> [Assignment]:
Transcribe the data exactly.

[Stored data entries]
════════════════
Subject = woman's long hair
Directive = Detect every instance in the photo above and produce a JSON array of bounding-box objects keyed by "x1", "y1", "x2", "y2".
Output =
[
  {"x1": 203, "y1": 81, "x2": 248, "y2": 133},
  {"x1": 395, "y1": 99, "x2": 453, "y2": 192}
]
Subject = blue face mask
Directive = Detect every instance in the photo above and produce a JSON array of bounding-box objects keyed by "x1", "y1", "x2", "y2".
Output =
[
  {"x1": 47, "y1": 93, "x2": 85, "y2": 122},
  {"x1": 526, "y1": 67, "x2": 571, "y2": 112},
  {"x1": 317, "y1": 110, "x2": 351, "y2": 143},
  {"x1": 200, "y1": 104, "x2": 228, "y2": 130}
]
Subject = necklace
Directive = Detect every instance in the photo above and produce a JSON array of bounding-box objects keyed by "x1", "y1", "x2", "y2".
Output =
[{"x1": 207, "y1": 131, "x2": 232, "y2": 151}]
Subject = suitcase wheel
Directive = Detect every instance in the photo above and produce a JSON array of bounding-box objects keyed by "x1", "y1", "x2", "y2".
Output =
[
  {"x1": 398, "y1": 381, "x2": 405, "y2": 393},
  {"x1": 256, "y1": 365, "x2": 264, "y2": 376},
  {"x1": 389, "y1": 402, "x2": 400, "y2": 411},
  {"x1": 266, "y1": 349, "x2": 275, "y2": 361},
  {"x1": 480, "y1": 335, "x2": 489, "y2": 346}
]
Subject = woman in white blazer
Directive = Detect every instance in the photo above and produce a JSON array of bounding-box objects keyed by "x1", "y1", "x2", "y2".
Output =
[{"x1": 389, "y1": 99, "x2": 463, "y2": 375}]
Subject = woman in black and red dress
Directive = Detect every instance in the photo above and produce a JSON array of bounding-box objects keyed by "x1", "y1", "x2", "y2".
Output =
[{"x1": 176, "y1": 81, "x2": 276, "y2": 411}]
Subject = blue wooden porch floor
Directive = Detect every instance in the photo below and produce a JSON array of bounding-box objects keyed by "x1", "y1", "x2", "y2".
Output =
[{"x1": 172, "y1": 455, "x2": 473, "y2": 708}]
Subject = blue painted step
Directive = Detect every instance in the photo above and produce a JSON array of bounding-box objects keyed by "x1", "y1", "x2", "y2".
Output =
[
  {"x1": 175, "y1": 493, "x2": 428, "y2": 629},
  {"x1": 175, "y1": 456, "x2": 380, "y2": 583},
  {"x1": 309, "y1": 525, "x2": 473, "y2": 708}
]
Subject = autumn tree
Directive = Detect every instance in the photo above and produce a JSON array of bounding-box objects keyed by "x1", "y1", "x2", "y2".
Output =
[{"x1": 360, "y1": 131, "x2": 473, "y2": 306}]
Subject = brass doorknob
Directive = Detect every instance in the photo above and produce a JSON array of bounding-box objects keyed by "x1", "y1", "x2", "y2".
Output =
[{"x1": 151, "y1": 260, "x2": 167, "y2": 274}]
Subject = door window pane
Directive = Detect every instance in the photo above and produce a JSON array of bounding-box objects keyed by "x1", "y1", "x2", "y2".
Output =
════════════════
> [Written answer]:
Subject = woman's long hair
Directive = Detect every instance in the photo above and produce a JSON array of bounding-box objects keyed by "x1", "y1", "x2", "y2".
Output =
[
  {"x1": 203, "y1": 81, "x2": 248, "y2": 133},
  {"x1": 395, "y1": 99, "x2": 453, "y2": 192}
]
Subject = blue face mask
Directive = Detect every instance in the photo above and produce a JSON array of bounding-box objects keyed by "x1", "y1", "x2", "y2".
Output =
[
  {"x1": 47, "y1": 93, "x2": 85, "y2": 122},
  {"x1": 526, "y1": 67, "x2": 571, "y2": 112},
  {"x1": 317, "y1": 110, "x2": 351, "y2": 143},
  {"x1": 200, "y1": 104, "x2": 228, "y2": 130}
]
Subject = necklace
Directive = Detect every instance in the photo above and produce a JSON array of bounding-box objects keyed by "x1", "y1", "x2", "y2".
Output =
[{"x1": 207, "y1": 131, "x2": 232, "y2": 151}]
Subject = suitcase wheel
Directive = Detect every instance in the photo above and produce a JSON array of bounding-box objects keyed by "x1", "y1", "x2", "y2".
Output =
[
  {"x1": 398, "y1": 381, "x2": 405, "y2": 393},
  {"x1": 256, "y1": 365, "x2": 264, "y2": 376},
  {"x1": 389, "y1": 402, "x2": 400, "y2": 411},
  {"x1": 266, "y1": 349, "x2": 275, "y2": 361},
  {"x1": 480, "y1": 335, "x2": 489, "y2": 346}
]
Subject = woman in white blazer
Directive = Detect every instance in the photo above and produce a JSON array of bounding-box objects keyed by "x1", "y1", "x2", "y2".
Output =
[{"x1": 389, "y1": 99, "x2": 463, "y2": 375}]
Subject = woman in black and red dress
Directive = Detect every instance in the photo above and produce a JSON array of bounding-box objects keyed by "x1", "y1", "x2", "y2".
Output =
[{"x1": 176, "y1": 81, "x2": 276, "y2": 411}]
Subject = blue wooden porch floor
Directive = Detect every instance in the photo below and produce a JSON array of bounding-box objects keyed by "x1", "y1", "x2", "y2".
Output =
[{"x1": 172, "y1": 455, "x2": 473, "y2": 708}]
Subject = blue painted step
Directive = Detect every instance in the photo above and produce a JSON array of bounding-box objects keyed by "x1", "y1", "x2", "y2".
Output =
[
  {"x1": 175, "y1": 493, "x2": 428, "y2": 629},
  {"x1": 175, "y1": 456, "x2": 380, "y2": 583},
  {"x1": 309, "y1": 525, "x2": 473, "y2": 708}
]
Subject = autumn tree
Directive = Detect every instance in the photo above and produce a JSON array of bounding-box objects keyed by "x1", "y1", "x2", "y2".
Output =
[{"x1": 360, "y1": 131, "x2": 473, "y2": 306}]
Subject = brass doorknob
Directive = Detect every instance in the photo above and produce a JSON array of bounding-box objects keyed by "x1", "y1", "x2", "y2".
Output =
[{"x1": 151, "y1": 260, "x2": 167, "y2": 274}]
Subject = door window pane
Directive = Detect every instance in the photo above and produce a JSON array of bounding-box objects keyed by "x1", "y1", "x2", "y2".
Output =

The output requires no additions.